[Source text]
Amino acids in orange juice may hold clues to the mostly secret, highly successful attack strategy of a powerful plant pathogen (Candidatus Liberibacter asiaticus), which causes the devastating disease HLB in citrus.
USDA/ARS chemist Andrew P. Breksa III and University of California-Davis professor Carolyn M. Slupsky have compared the amino acid composition of juice from commercially grown oranges. They used nuclear magnetic resonance spectroscopy to study juice from oranges grown on either HLB-positive trees or HLB-negative trees. Their investigation is apparently the first to do so, the scientists say.
The research has yielded distinctive profiles of the kinds and amounts of 11 different amino acids in three types of oranges: 1) fruit from healthy trees 2) symptom-free fruit from HLB-positive trees 3) fruit with HLB symptoms from HLB-positive trees.
[/Source text]
[Material provided]
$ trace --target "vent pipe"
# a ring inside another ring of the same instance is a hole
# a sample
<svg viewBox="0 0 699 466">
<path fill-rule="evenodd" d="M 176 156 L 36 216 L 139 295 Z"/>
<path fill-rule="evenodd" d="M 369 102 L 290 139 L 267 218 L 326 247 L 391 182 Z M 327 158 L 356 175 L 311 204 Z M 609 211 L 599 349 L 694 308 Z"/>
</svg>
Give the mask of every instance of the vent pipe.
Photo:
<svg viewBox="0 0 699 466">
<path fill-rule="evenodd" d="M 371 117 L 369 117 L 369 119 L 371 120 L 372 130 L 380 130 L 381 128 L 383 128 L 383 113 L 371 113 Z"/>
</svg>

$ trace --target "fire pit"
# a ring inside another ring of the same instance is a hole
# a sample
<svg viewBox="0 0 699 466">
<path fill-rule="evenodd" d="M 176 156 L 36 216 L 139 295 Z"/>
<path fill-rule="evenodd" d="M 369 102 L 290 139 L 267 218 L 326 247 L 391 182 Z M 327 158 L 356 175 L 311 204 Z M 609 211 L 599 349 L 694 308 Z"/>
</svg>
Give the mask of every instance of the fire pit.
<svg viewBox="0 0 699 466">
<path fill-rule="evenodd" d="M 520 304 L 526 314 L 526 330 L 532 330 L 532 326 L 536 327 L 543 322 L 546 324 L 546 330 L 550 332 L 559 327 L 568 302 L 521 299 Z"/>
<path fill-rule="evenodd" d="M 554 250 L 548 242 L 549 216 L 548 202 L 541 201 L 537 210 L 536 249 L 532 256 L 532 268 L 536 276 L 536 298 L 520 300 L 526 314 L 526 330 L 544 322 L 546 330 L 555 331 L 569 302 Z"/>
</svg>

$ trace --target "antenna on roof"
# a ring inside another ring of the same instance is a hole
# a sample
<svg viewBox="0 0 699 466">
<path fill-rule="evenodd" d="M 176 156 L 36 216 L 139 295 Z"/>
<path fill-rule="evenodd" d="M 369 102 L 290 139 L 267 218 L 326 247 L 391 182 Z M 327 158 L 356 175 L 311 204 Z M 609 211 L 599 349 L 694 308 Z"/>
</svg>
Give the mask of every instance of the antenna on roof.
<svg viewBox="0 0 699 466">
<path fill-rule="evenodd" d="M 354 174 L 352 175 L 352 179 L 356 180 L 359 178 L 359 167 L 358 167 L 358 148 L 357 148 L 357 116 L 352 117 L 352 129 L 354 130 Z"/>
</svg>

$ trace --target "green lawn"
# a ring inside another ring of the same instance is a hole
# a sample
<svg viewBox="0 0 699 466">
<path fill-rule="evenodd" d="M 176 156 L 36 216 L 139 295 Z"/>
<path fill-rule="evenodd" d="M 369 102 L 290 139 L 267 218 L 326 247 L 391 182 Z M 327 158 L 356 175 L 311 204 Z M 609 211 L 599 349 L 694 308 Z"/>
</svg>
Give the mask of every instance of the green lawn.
[/Material provided]
**What this exercise asks**
1) According to the text on orange juice and citrus disease, what technique did the researchers use to study the juice?
2) Reproduce the text on orange juice and citrus disease word for word, starting at "USDA/ARS chemist Andrew" and ending with "the scientists say." included.

**Solution set**
1) They used nuclear magnetic resonance spectroscopy.

2)
USDA/ARS chemist Andrew P. Breksa III and University of California-Davis professor Carolyn M. Slupsky have compared the amino acid composition of juice from commercially grown oranges. They used nuclear magnetic resonance spectroscopy to study juice from oranges grown on either HLB-positive trees or HLB-negative trees. Their investigation is apparently the first to do so, the scientists say.